# What to produce:
Repeat word for word the lines from the one containing "of the cluster" through the one containing "pixel 1008 509", including both.
▶
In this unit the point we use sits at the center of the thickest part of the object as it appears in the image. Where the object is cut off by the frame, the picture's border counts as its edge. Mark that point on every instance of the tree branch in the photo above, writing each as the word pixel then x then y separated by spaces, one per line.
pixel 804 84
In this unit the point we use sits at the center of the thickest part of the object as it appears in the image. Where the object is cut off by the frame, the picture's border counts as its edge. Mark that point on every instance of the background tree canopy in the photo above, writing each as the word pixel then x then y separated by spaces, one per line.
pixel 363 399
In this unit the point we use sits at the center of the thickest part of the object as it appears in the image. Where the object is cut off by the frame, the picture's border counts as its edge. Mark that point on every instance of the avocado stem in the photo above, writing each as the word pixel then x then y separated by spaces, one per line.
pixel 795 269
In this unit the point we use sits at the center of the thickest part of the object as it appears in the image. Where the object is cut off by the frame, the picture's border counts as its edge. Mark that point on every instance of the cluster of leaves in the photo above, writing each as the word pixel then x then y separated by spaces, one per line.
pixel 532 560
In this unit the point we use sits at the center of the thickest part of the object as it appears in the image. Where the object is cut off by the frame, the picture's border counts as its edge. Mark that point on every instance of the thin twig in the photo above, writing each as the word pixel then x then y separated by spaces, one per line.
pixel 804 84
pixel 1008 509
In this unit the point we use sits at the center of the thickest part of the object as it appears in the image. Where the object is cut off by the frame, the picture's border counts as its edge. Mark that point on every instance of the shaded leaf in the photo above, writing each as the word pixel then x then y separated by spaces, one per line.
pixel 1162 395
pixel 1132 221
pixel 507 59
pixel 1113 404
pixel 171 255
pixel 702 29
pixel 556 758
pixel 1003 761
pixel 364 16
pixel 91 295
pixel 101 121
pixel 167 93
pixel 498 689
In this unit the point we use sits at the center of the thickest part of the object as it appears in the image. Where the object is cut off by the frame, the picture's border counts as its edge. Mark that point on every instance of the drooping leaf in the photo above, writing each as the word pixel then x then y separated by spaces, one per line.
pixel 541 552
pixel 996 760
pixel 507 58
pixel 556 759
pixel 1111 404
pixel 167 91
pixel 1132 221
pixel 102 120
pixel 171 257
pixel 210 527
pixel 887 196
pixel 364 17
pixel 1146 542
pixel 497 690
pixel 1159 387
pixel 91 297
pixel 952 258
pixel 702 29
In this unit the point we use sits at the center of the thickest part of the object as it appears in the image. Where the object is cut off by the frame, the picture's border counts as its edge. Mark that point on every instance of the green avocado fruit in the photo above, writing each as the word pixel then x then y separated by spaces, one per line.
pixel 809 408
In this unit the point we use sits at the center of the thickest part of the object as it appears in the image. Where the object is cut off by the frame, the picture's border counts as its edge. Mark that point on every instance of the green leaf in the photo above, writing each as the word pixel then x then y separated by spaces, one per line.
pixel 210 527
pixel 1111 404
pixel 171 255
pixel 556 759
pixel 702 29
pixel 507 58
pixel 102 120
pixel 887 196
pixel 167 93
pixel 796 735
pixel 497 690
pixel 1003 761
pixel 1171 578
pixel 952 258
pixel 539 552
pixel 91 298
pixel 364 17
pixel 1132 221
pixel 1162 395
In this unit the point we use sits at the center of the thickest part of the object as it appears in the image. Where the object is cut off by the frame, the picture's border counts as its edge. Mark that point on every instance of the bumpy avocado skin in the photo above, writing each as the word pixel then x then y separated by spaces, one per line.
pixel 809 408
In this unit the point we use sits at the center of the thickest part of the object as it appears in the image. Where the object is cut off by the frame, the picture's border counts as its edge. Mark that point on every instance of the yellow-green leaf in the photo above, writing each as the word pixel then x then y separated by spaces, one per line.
◀
# Full output:
In this unit the point we use sits at the center of the thickest part of the object as it appears in the image. Where the object is cut off by the frame, the picture's border counts as its edge. Mark that point on every instance of the cluster of leaves in the photo above, writing each as the word pixel then x then y separated by spaces, one per line.
pixel 532 560
In this unit the point we use sits at the center of the thickest part of the object as it appears in the image. Where the object is cut off by the frame, the picture's border counts as its edge. Mark that point on every instance of the thin twig in the photo above, writing each as the word pixel then x then y separated by spaces, one per line.
pixel 804 84
pixel 1008 509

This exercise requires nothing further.